* Selected excerpt
>>
With the committed obliqueness of his lyrics and the adult-contemporary burnish that shines through his Morrissey-centered musical religion, Concord, Calif.’s Cass McCombs is a grotesque hybrid of 19th-century dandy and ‘90s sitcom dad. He sings lines like, “Prima donna / Dodged a call from / The investor,” with a subtle – but real – sense of urgency that lacks any sense of earnestness. Earnestness is an important illusion to get away from in indie rock, where everyone wears plaid but nobody listens to “Bob Dylan Wrote Propaganda Songs.”.
Catacombs doesn’t continue in the red-herring autobiographical mode of its predecessor, 2007’s Dropping The Writ. Many of the album’s songs – including two of its best, “You Saved My Life” and “Dreams-Come-True-Girl” – are heavy on the second person. And naturally, his interlocutor remains as slippery as the “real” Cass ostensibly hiding behind all the good-natured smokescreening. Musically, LP No. 4 has mostly dropped the dark, jangly mode of early tracks like “Sacred Heart” while preserving a Byzantine quality. It’s a twisty, somber affair as promised by the cover art, and Catacombs is also McCombs’ first album to fully realize that indirectness and specificity aren’t mutually exclusive qualities. Lyrically mushy but melodically solid songs like Dropping The Writ’s “Crick in My Neck” are superseded by 11 distinct vignettes that only flirt with album-length themes. It’s a small difference, ultimately: the album loses its inital momentum with track five, “The Executioner’s Song,” only one song deeper than Writ’s wall, “Petrified Forest.”
<<
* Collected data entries
>>
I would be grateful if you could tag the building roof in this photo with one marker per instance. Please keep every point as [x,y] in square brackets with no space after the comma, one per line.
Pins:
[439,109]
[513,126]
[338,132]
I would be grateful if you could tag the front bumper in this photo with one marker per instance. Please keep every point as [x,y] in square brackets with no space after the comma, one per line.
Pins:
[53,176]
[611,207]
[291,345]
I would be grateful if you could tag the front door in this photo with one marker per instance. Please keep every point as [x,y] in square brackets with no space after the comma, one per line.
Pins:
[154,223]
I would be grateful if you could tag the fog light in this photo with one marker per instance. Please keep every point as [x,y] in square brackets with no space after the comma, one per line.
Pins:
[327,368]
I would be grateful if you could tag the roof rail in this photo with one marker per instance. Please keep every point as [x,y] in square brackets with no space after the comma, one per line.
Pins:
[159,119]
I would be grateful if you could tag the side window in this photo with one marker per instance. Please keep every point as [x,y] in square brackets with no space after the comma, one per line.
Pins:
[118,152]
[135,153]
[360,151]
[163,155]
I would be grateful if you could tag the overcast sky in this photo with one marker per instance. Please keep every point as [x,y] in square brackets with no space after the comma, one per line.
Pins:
<<
* Task objective
Going back to the review of Catacombs above, list every song from Catacombs that it names by title.

* Problem solution
"You Saved My Life"
"Dreams-Come-True-Girl"
"The Executioner's Song"